[Given exercise 1] In the film forum thread, rewrite the passage starting at "I have done" and ending at "a first timer.", with "beginner" swapped in for "first timer".
[Given exercise 2] In the film forum thread, which store in Edmonton still stocks film and B/W chemicals?

# New to film, looking for advice please.



## Canuk (Jun 26, 2012)

I am new to film, and would like to get into processing and printing my own black and white photos.
I have done a fair amount of research and have found a complete darkroom/devolping kit on kijiji for what I consider fairly reasonable.
I am looking for suggestions for film and chemicals that are easy to work with for a first timer.
The processing equipment also comes with some books that I will be sure to read for even more pointer, but really have no idea when it comes to chemicals.

Thanks in advance for you time.


----------



## Marcelle (Jun 26, 2012)

film Ilford FP4 or HP5
film developer rodinal/ADONAL
paper processing for multigrade paper *Tetenal Variospeed*
paper processing for any paper *Tetenal Eukobrom*


----------



## Canuk (Jun 26, 2012)

Thank you very much for your response, I will look into finding a supplier for those chemicals.


----------



## christopher walrath (Jun 26, 2012)

I have a write up on basic darkroom processing on my website.  Might check it out.  There are many ways to go regarding chemistry.  The Ilford chems are a good reliable way to go.  I would recommend some Kodak chemistry such as HC110 developer, Kodak Indicator Stop Bath and Kodafix.  However, the Great Yellow Father seems to be continually circling around the bottom of the big white bowl so there's no knowing how much longer their soup will be available.

Film, again, I love Kodak TMax 400 but how long can you get it?  Ilford is a good way to go there as well as they are continually devoting their energies toward the film photography community.  Paper, I love Oriental Seagull's papers.  Arista.edu papers are great for beginners from freestlyephoto.biz

There are as many combos as there are photographers who use them.  Just pick something and go for it.


----------



## Canuk (Jun 27, 2012)

Just an update, I was having a hard time trying to find chemicals that I could get relatively locally. McBain Camera's main store in Edmonton, thankfully still stocks film and B/W chemicals. 
So I picked up some Ilford HP5 400 and ready to get started. I also picked up Ilford chemicals and some 5x7 paper to start with.
The darkroom set up I found has enough parts and pieces for 2-3 complete darkrooms so I think I'm all set now. 
I will post some pics of my set up once I get everything figured out.


----------



## gsgary (Jun 27, 2012)

If you can't get Adonal (new name for Rodinal) you can get a cheaper version that is as good called RO9


----------



## Sw1tchFX (Jun 27, 2012)

Caffenol or GTFO.


----------



## Mike_E (Jun 27, 2012)

Sw1tchFX said:


> Caffenol or GTFO.



Caffenol: Hello


----------



## djacobox372 (Jun 27, 2012)

Just stic to liquid developer and mix it up fresh from concentrate each time.  Rodinal or hc110 are the most popular.

[Data shown]
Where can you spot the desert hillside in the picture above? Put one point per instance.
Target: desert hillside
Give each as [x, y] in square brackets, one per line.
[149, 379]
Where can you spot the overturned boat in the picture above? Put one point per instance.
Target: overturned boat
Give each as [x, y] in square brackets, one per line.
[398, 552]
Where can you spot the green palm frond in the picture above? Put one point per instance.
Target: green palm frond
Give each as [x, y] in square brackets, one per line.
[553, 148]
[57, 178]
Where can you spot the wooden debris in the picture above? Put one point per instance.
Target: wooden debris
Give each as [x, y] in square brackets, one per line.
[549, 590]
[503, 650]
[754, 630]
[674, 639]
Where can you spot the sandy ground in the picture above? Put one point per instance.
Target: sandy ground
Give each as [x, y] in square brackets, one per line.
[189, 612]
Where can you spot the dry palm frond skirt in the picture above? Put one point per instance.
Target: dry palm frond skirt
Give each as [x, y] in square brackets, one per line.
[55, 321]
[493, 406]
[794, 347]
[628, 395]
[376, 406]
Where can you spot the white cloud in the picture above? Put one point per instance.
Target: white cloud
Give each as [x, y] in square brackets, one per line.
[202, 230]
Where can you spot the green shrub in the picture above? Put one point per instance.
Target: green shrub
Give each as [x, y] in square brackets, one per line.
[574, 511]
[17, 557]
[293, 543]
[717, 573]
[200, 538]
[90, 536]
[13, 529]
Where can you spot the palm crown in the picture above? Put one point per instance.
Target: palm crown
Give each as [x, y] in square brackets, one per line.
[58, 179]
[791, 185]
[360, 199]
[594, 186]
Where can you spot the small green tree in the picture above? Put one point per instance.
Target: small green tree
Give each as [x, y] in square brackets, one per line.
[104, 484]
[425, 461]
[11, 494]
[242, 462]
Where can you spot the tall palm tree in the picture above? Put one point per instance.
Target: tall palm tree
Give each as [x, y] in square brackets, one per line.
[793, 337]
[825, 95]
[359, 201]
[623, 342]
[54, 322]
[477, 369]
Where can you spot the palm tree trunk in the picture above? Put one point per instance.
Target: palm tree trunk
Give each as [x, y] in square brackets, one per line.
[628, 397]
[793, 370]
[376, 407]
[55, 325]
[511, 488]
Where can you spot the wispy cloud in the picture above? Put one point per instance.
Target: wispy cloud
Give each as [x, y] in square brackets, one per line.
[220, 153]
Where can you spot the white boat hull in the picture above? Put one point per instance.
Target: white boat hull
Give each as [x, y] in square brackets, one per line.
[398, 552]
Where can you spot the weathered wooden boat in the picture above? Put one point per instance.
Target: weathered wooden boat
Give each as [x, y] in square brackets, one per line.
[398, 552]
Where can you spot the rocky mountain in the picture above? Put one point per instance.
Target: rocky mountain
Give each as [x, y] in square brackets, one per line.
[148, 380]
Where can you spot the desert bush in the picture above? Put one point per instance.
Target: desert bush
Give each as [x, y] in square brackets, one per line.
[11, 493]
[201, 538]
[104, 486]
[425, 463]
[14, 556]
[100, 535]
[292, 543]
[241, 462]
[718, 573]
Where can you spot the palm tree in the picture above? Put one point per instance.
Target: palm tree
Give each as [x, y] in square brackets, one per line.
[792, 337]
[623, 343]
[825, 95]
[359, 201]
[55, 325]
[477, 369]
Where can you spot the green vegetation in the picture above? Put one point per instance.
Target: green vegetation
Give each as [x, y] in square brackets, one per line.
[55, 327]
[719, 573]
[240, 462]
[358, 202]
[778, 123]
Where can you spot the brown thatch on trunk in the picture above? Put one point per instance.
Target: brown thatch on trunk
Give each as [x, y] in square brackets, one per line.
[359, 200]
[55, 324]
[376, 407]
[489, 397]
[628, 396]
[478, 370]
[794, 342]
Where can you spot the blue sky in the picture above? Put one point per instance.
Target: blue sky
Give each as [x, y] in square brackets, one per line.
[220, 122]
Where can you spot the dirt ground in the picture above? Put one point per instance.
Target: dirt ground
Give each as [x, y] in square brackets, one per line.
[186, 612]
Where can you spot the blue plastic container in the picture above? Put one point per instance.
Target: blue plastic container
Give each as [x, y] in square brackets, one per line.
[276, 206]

[Worked answer 1]
I have done a fair amount of research and have found a complete darkroom/devolping kit on kijiji for what I consider fairly reasonable.
I am looking for suggestions for film and chemicals that are easy to work with for a beginner.

[Worked answer 2] McBain Camera's main store